[Rows from a pointing dataset]
* start *

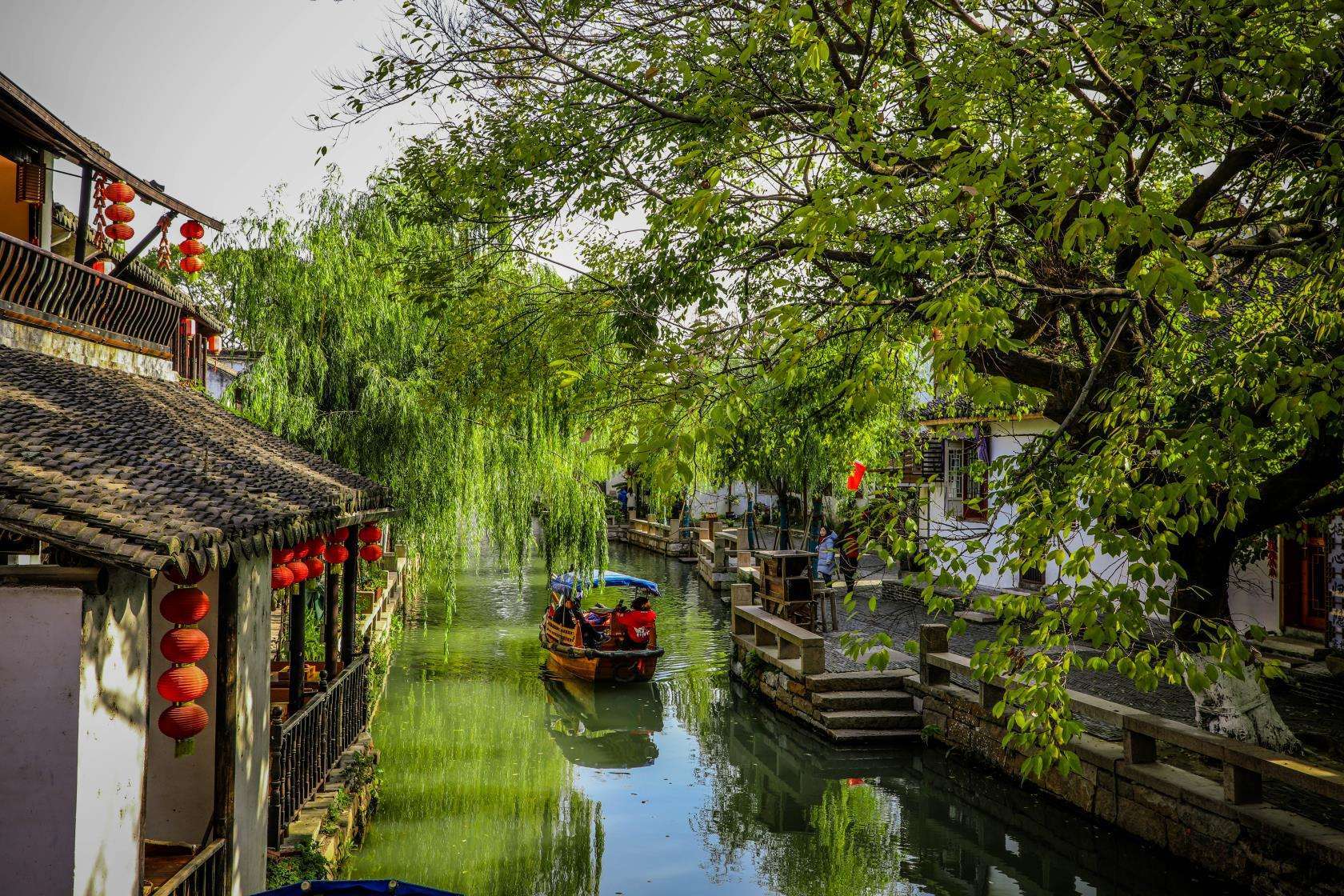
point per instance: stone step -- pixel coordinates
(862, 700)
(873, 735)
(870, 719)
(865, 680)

* end *
* start *

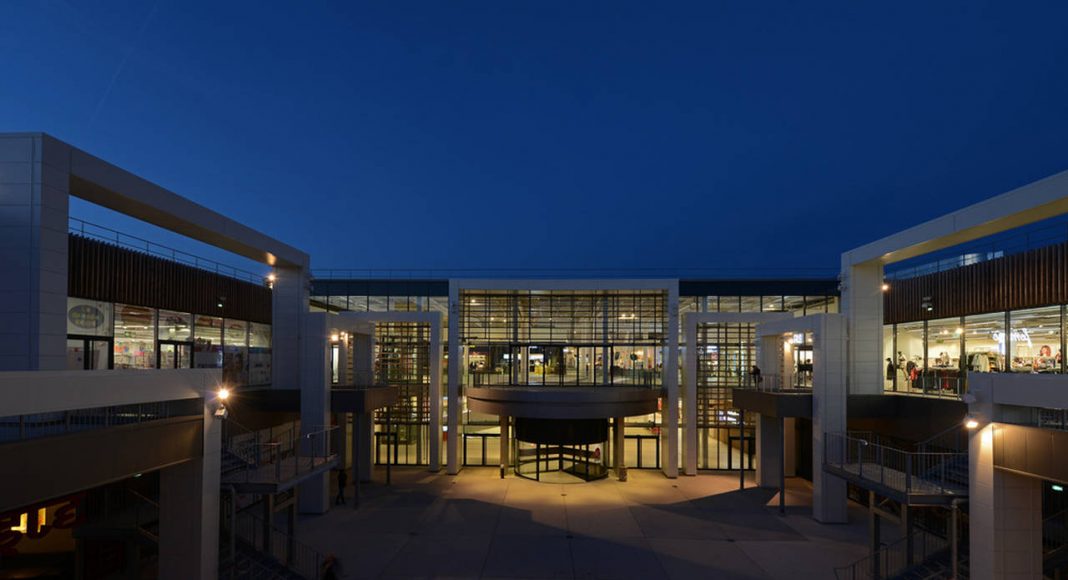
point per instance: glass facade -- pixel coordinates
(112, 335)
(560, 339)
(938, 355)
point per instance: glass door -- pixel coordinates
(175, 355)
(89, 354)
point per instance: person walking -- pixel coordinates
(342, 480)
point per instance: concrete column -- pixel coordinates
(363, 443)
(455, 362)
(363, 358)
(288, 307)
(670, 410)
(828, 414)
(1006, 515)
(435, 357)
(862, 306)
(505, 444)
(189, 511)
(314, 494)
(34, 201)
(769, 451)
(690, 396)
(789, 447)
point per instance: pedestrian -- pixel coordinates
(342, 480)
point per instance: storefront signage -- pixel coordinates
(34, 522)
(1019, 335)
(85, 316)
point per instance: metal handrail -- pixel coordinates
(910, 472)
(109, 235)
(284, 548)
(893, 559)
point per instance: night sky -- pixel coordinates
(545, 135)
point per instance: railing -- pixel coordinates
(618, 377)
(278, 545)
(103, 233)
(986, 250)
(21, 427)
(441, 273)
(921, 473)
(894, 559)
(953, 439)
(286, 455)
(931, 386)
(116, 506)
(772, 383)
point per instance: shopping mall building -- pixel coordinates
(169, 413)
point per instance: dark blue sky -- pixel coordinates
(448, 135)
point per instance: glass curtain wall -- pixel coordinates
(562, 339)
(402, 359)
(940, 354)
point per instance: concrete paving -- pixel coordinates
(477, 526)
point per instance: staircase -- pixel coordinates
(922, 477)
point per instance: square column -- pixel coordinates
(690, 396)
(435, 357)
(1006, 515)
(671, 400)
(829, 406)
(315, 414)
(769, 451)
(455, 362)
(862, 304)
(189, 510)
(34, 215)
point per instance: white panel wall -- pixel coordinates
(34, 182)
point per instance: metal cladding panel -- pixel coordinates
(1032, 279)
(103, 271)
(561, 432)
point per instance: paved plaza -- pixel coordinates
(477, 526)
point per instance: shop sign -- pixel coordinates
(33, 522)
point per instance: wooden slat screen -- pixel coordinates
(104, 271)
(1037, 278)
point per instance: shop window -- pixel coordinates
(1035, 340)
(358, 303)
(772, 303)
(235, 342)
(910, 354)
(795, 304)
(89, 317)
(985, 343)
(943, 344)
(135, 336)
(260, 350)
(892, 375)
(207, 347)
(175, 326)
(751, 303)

* end *
* start *

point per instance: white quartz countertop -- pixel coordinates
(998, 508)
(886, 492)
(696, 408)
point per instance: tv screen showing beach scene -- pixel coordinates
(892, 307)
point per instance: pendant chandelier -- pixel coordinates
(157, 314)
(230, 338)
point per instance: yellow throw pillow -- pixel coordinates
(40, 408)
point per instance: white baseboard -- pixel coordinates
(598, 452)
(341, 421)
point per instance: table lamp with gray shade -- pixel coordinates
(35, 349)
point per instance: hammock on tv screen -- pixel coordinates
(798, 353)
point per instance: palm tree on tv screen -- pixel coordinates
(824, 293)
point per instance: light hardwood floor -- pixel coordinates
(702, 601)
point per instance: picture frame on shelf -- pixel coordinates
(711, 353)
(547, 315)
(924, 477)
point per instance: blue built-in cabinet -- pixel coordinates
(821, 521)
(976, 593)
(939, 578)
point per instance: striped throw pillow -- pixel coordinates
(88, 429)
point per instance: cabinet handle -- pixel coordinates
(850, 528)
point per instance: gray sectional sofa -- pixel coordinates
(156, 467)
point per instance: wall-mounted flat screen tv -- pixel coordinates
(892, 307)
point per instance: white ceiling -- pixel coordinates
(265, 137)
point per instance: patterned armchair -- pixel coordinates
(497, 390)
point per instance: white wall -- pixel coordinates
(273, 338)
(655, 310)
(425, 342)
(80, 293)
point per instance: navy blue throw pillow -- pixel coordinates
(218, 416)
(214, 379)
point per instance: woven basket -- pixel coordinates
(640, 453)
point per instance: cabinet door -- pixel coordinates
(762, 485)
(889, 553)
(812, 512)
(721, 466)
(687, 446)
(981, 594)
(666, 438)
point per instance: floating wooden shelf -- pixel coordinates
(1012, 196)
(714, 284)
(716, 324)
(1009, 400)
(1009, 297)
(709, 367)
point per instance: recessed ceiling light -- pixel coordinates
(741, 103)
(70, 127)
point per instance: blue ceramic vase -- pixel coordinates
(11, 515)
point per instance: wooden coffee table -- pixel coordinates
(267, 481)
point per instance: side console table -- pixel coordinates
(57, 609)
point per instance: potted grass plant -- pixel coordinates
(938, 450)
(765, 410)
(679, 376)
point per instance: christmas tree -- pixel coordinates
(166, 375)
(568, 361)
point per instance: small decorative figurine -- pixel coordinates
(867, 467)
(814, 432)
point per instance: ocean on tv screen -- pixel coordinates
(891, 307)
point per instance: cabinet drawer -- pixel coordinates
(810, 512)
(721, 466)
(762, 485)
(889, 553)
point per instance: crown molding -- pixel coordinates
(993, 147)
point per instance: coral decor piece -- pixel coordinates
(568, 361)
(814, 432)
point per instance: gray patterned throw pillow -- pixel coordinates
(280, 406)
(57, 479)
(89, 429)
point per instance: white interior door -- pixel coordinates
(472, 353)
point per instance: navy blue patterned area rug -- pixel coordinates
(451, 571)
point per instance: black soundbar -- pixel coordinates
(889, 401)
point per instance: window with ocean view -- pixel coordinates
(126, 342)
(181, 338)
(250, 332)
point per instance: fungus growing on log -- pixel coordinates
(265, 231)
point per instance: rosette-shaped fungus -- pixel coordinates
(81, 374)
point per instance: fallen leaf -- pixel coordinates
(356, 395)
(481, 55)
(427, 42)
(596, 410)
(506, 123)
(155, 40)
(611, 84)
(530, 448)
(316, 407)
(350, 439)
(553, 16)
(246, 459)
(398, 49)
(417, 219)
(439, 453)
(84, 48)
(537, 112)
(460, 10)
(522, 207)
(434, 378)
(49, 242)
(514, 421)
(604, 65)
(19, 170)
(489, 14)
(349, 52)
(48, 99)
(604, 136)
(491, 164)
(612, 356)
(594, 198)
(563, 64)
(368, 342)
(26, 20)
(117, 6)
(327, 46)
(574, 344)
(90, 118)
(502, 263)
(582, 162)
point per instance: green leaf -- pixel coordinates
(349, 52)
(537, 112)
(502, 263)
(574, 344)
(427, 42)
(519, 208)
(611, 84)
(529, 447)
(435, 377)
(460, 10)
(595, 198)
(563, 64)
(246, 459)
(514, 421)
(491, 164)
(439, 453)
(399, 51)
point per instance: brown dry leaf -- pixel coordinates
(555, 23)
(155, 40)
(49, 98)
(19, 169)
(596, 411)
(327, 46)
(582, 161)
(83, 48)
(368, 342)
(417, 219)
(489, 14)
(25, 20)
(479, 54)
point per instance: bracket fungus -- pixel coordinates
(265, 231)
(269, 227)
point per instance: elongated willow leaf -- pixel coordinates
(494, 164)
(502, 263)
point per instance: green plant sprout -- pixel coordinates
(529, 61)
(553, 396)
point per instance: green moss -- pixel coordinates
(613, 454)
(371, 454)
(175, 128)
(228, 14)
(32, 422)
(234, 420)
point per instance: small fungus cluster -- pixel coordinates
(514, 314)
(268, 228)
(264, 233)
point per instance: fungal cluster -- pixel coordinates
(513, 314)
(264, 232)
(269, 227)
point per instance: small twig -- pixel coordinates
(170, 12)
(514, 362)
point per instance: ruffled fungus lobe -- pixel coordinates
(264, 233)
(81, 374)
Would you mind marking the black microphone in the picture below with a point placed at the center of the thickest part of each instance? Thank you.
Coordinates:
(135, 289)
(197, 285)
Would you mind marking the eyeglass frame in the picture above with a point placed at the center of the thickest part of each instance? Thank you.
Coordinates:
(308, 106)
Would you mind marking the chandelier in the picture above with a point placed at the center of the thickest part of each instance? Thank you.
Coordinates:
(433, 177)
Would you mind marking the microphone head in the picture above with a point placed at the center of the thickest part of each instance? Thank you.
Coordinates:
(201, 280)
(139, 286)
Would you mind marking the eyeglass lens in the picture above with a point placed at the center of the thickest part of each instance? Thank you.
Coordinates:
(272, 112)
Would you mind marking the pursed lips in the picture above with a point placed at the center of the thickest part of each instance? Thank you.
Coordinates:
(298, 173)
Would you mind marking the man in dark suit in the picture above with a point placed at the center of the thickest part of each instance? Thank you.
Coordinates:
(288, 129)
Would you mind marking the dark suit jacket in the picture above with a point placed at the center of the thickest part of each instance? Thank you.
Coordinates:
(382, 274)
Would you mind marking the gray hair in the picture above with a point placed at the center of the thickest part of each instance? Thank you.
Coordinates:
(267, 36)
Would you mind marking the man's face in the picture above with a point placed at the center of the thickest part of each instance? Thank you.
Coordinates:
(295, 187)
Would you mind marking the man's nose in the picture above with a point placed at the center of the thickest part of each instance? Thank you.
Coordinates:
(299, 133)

* end *

TASK STATEMENT: Which lines above contain the word "eyeglass"? Copy each of them out.

EXERCISE ANSWER:
Would you mind marking the eyeglass frame in the picture above with a point placed at the center of the thickest part of each instance? Thank you.
Would you mind marking the eyeglass lens in the picture above with a point placed at the center of the thickest part of each instance? Thank you.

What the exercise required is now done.